#### Aufgabe A:
Erkläre anhand des Lesetexts über Männerbilder in China, warum es dem Text zufolge nicht verwunderlich ist, dass geschminkte Männer als Gefahr gelten. Antworte in einem bis drei Sätzen.
#### Aufgabe B:
Übersetze den Satz »Auch Putin greift zu diesem Narrativ „des Hüters der Männlichkeit“.« aus dem Lesetext über Männerbilder in China ins Englische.
#### Aufgabe C:
Führe den Lesetext über Männerbilder in China nach seinem letzten Satz weiter.

#### Lesetext:
################

Xi Jinping zieht die Zügel an

Im ostasiatischen Raum ist Südkorea in der Popkultur seit mehreren Jahren der Maßstab. Von K-Pop, bis Serien begegnen einem dort auch Männerbilder, die fernab westlicher Vorstellungen sind. Werden hierzulande schon Menschen wegen etwas Nagellack schief angesehen, ist es dort kein Problem, als Nicht-XX-Chromosomensatz geschminkt aufzutreten und großen Wert auf die äußere Erscheinung zu legen. Auch chinesische Schauspieler nähern sich diesem Ideal oft an. Doch sind „verweichlichte“ Männer, womit Schminke von reaktionären Kräften auch assoziiert wird, der Parteiführung mittlerweile ein Dorn im Auge. Die nationale und somit KP-gesteuerte Filmindustrie soll sich diesem Trend entgegenstellen. Zum Teil bedeutet das sogar die Zensur solcher Filme und Serien. Doch warum werden Männer mit Schminke als so große Gefahr angesehen?

Bedenkt man, dass Menschen, die nicht in das binäre und heteronormative System passen, vor allem LGBTIQA, in China stark bekämpft werden, ist das nicht sehr verwunderlich. Sie werden als krasses Gegenstück für die herrschenden Geschlechterverhältnisse und als Angriff auf die soziale Ordnung gesehen. Des Weiteren gibt es auch einen politischen Hintergrund für das Verstärken eines vermeintlich traditionellen Männerbildes.

Im Rahmen zunehmender globaler Konkurrenz und eines Blockbildungsprozesses auf Militarisierung und „traditionelle“ Männlichkeit zu setzen, ist nichts Neues. Auch Putin greift zu diesem Narrativ „des Hüters der Männlichkeit“. Dieses betrifft nicht nur die offizielle politische Ebene, sondern auch die scheinbar private. Schönheitsideale werden politisch. Schminke gilt als Verweichlichung der starken Männer. Dieses Weltbild betrifft nicht nur Männer, die sich dem nicht unterwerfen, sondern auch vor allem Frauen und nonbinäre oder trans Personen. Denn das Pendant ist nicht die kämpferische Frau, sondern das krasse Gegenteil: Die „gute“ Frau sorgt sich um den Herd und trägt einen Rock, ähnlich dem westlichen Familienbild der 1950er Jahre.

################

#### Daten:
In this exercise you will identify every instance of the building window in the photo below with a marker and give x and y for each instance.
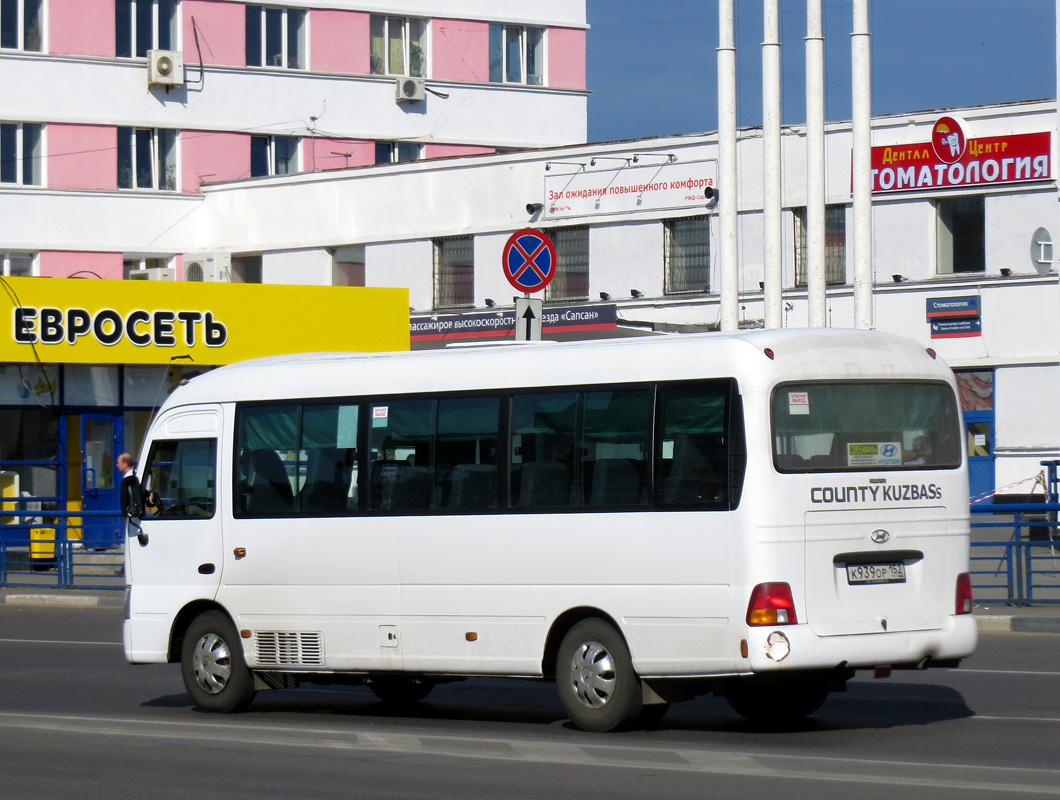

################

#### Lösung A:
Menschen, die nicht in das binäre und heteronormative System passen, werden in China stark bekämpft, weil sie als krasses Gegenstück zu den herrschenden Geschlechterverhältnissen und als Angriff auf die soziale Ordnung gesehen werden. Hinzu kommt ein politischer Hintergrund: Im Rahmen zunehmender globaler Konkurrenz und eines Blockbildungsprozesses wird auf Militarisierung und „traditionelle“ Männlichkeit gesetzt, und Schminke gilt dabei als Verweichlichung der starken Männer.

#### Lösung B:
Putin, too, resorts to this narrative of "the guardian of masculinity."

#### Lösung C:
Dieser reaktionäre Wandel des Frauenbildes wird vor dem Hintergrund der veränderten Rolle Chinas als aufstrebende imperialistische Macht verständlich. Mittlerweile stellt es den Hauptrivalen der niedergehenden Hegemonialmacht USA dar. Schaut man sich die Versuche an, Halbkolonien in die eigene Einflusssphäre einzubinden, ist sein Weg zur Weltmacht z. B. bei der „Neuen Seidenstraße“ deutlich erkennbar. Doch auch im Inland gibt es Auswirkungen des Blockbildungsprozesses.

Das Militär ist in China mittlerweile omnipräsent: seien es stetig wiederkehrende Militärreklame, die an Werbespots erinnert, Truppen bei Zugreisen oder in Bahnhöfen, wie man sie in wahrscheinlich keinem europäischen Land in diesem Umfang zu sehen bekommt. Die letzten Jahre und Monate hat China nicht nur auf ökonomischer und diplomatischer Ebene, vor allem in halbkolonialen Ländern in Afrika, Asien oder Südosteuropa, seinen Einfluss verstärkt. Auch im Inland bzw. dem Gebiet, welches die chinesische Regierung als solches betrachtet, wurden Militäraktionen immer präsenter und aus Sicht der Regierung notwendiger. In Taiwan läuten unaufhörlich die Alarmglocken, da das chinesische Militär immer stärker in dessen Luftraum eindringt. Des Weiteren kam es auch bei den Protesten in Hongkong zum Einsatz. Wie es in Xinjiang oder Tibet aussieht, lässt sich aufgrund der immer schlechter werdenden Informationslage nur vermuten. Sucht man nach „Zhongguojunren“ (chinesische Soldat_Innen), erscheinen in erster Linie Bilder von Männern in Uniform. Frauen und Militär sind an sich eigentlich kein Widerspruch und Frauen und Kämpfer_Innen schon gar nicht. Allerdings scheint der neue Kurs vor allem auf Männer ausgerichtet zu sein. Diese Entwicklung symbolisiert auch das staatlich verordnete Männlichkeitsbild.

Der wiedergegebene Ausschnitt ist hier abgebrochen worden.